▶ [What the task asks]: List each line of the data that holds the word "photo".

::: Dataset content :::

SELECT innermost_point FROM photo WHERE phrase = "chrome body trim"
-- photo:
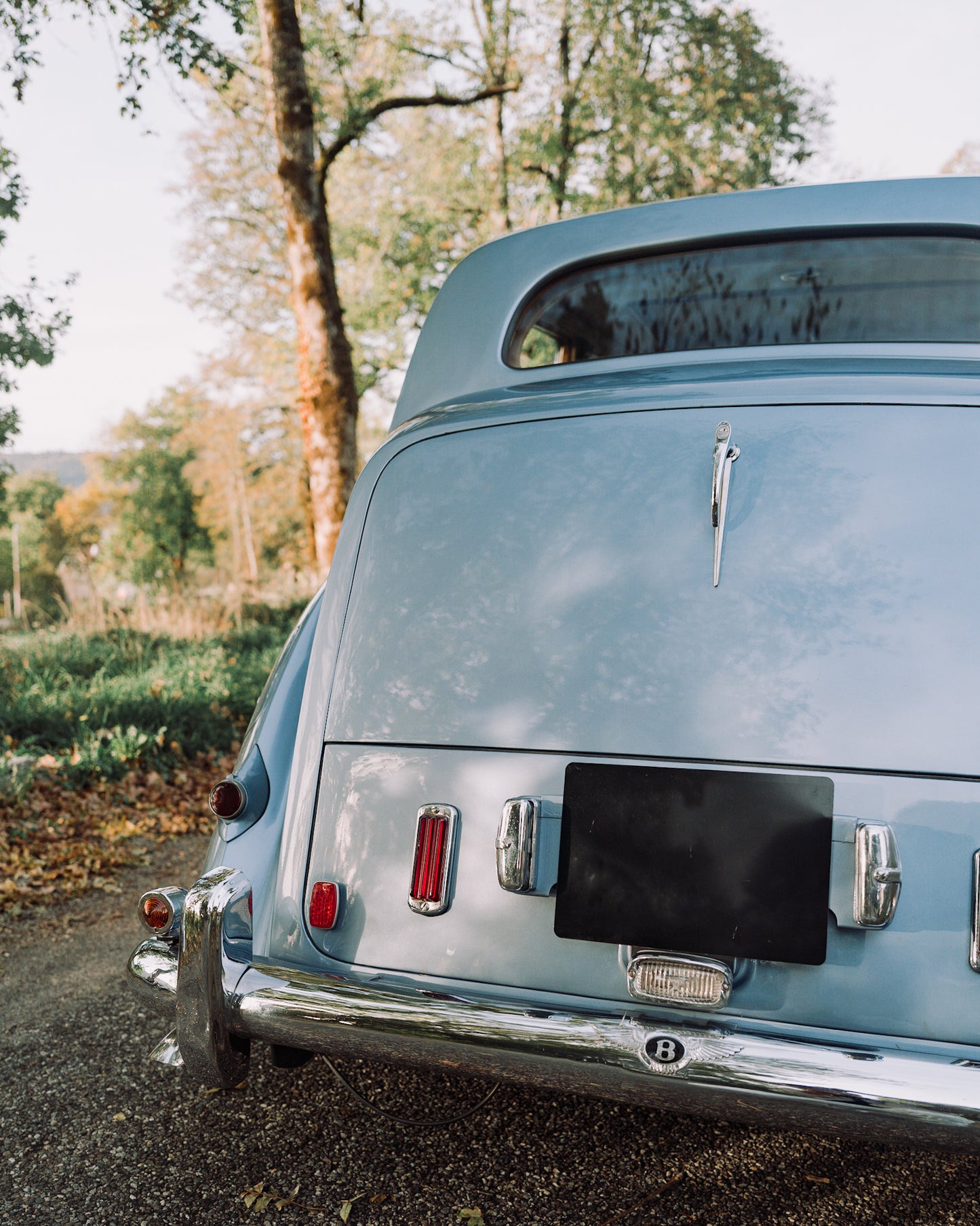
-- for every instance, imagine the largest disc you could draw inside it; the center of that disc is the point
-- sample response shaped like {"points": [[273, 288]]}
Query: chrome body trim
{"points": [[211, 1052], [682, 961], [878, 875], [425, 906], [860, 1084], [168, 1052], [975, 915]]}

:::

▶ [Exercise answer]:
SELECT innermost_point FROM photo WHERE phrase = "chrome body trim"
-- photo:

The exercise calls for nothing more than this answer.